## [PASSAGE PROVIDED]
Things are as they are, not as they should be!

Should Little Girls Wear Makeup?

Last month, it was my niece’s 9th birthday. The birthday party had some ten kids, all from her class. One girl got everybody’s attention. She wore a LBD with high heels, her waist-length hair open, dangling hoops in her ear, a touch of lipstick, blush on cheeks and an eyeliner. Every now and then she’d flick her head back to toss her hair over her shoulder. She looked smart and confident and was able to carry herself real well even in those high heels.

But something about her made me uncomfortable. Yes, it was her mini adult look. And one thought kept buzzing in my head, ‘could this type of dressing and makeup wait a while longer?’

I am back on Parentous after a hiatus.

shouldlittlegirlswearmakeup

Do check out this post as I share my dilemma.

What are your thoughts about little girls donning the mature look? Is there a certain age where you think it’s appropriate for girls to wear makeup out of the house? What age is too young?

17 Responses

  1. I have often discussed this with my friends… but then I don’t have kids so really don’t know what goes in the minds of the parents. In my opinion 9 is still too young to be dressed up like an adult. Parents should never force their kids to be mini adults.
    Although, I have seen kids grow up faster as soon as they become teenager. They are more independent and confident than what we were during our time, which I feel is a good thing.

    1. Oh, there’s no doubting that! Kids today are way too smarter and confident than we were at the same age. I believe it is both ways… kids want to have that look and parents have some aspirations too. As parents, the responsibility lies with us and it is we who have to strike a balance between setting limits and allowing them to be independent thinking individuals. Tough job… but we have to do it 🙂

  2. Hi Shilpa, I too am the mother of sons. No lasses in this household! I wonder how I would have been as mother to a daughter? Or my husband as father to a daughter? I wonder where this young lass lost her sense of being a child and buying into the glitz and glamour? That her ‘persona’ was more important than her real childlike self?

    1. I know what you mean, Susan. Here’s hoping that we are able to preserve and nurture that child in each child till they are children!

## [PROBLEM]
Continue the blog post on whether little girls should wear makeup, starting right after its last reply. The listing that comes next is separate material and has no connection to the post above.

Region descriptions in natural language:
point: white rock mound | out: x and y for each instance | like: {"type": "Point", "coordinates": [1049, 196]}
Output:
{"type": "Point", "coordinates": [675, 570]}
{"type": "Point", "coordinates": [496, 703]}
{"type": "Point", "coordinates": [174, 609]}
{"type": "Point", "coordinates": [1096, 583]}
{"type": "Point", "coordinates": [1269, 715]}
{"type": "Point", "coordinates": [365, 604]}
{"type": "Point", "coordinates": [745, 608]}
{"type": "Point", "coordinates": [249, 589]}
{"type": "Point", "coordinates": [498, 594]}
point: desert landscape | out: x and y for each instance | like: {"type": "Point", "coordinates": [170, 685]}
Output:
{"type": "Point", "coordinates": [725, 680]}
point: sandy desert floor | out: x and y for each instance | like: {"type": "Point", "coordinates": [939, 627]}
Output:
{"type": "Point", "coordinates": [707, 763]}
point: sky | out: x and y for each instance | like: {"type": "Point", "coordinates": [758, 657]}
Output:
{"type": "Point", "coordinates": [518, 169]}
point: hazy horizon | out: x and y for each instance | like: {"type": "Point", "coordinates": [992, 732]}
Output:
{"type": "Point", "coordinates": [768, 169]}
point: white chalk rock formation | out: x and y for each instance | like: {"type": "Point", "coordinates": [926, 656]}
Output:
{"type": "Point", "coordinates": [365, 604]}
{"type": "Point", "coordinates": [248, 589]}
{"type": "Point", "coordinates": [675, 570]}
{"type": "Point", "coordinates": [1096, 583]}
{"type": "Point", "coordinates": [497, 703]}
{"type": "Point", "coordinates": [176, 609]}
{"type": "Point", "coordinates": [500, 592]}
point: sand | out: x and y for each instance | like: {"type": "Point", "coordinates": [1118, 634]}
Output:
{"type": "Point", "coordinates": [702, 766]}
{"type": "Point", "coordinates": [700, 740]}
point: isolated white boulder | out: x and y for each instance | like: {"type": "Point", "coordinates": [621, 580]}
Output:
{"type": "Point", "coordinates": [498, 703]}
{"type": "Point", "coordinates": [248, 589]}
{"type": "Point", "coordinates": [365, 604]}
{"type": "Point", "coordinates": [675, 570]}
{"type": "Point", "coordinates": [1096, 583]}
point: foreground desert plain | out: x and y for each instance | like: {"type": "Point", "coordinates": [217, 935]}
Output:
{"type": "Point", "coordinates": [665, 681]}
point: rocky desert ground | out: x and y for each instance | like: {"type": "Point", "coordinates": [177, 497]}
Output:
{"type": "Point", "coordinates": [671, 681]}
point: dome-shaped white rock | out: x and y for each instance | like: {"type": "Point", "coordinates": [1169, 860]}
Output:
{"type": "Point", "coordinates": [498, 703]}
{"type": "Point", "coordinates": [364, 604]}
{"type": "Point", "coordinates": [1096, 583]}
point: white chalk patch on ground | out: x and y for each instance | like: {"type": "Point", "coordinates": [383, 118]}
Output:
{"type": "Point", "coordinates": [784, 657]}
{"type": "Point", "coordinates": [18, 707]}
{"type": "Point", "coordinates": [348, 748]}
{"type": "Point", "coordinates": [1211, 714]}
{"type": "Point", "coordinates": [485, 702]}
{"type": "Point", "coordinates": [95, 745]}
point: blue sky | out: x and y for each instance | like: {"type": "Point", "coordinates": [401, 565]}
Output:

## [RESPONSE BOX]
  3. I am totally with you on this, Shilpa. I find it disturbing, even unnerving when I see children mirroring adults in their behavior. If I had a daughter, I doubt if she would dress up in this manner at that age.

  4. Read it, and I agree. It’s quite disturbing to see little kids try and act all ‘adult-like’ – and it sometimes doesn’t stop with clothes alone. They even mirror the mannerisms too; and I’ve come across plenty of parents who are in a hurry for their kids to grow up.

    1. True, when they don a mature look, they do imbibe the mature way of talking and behaving too and that’s truly sad! Thanks for reading and sharing your thoughts, Sid!

  5. Oh tell me about it Shilpa. The arguments have begun at our home and N is not 10 yet. Despite my ‘vigil’ she manages to wear lip-balm that looks dangerously like lipstick and somedays I’ve even detected a hint of liner! And the hair!! What a struggle to get it cut!

  6. No shilpa! Little girls don’t need make up. And, i understand what you say in the post as I see the same situation around me too. What’s more some parents do encourage this and feel they are keeping up with the changing trends. Sad state of affairs! 18, i feel is the right age for make-up , clinically as well as socially.

    I tried leaving a comment on parentous but for reasons best known to parentous, it is not allowing me to sign in:)

  7. shilpa I don’t know what must be the appropriate age for girls to wear make up, but I see all around girls dressing up and at times even behaving like adults, it looks like they are in a hurry to grow up. Its not a easy task, my daughter is just 14 and loves make up and I constantly keep giving her feedback about her dress and looks; sometimes I have to assert and state what I feel as her mom…

  8. I raised two girls and one was completely uninterested in make up( and all things girly) and the other was very interested from a young age. Eventually, I allowed Girl2 to play with make-up (range intended for kids) much like a toy. She and her friends would play dress up and make up their faces, but the rule was they had to wipe it all off at the end of the game.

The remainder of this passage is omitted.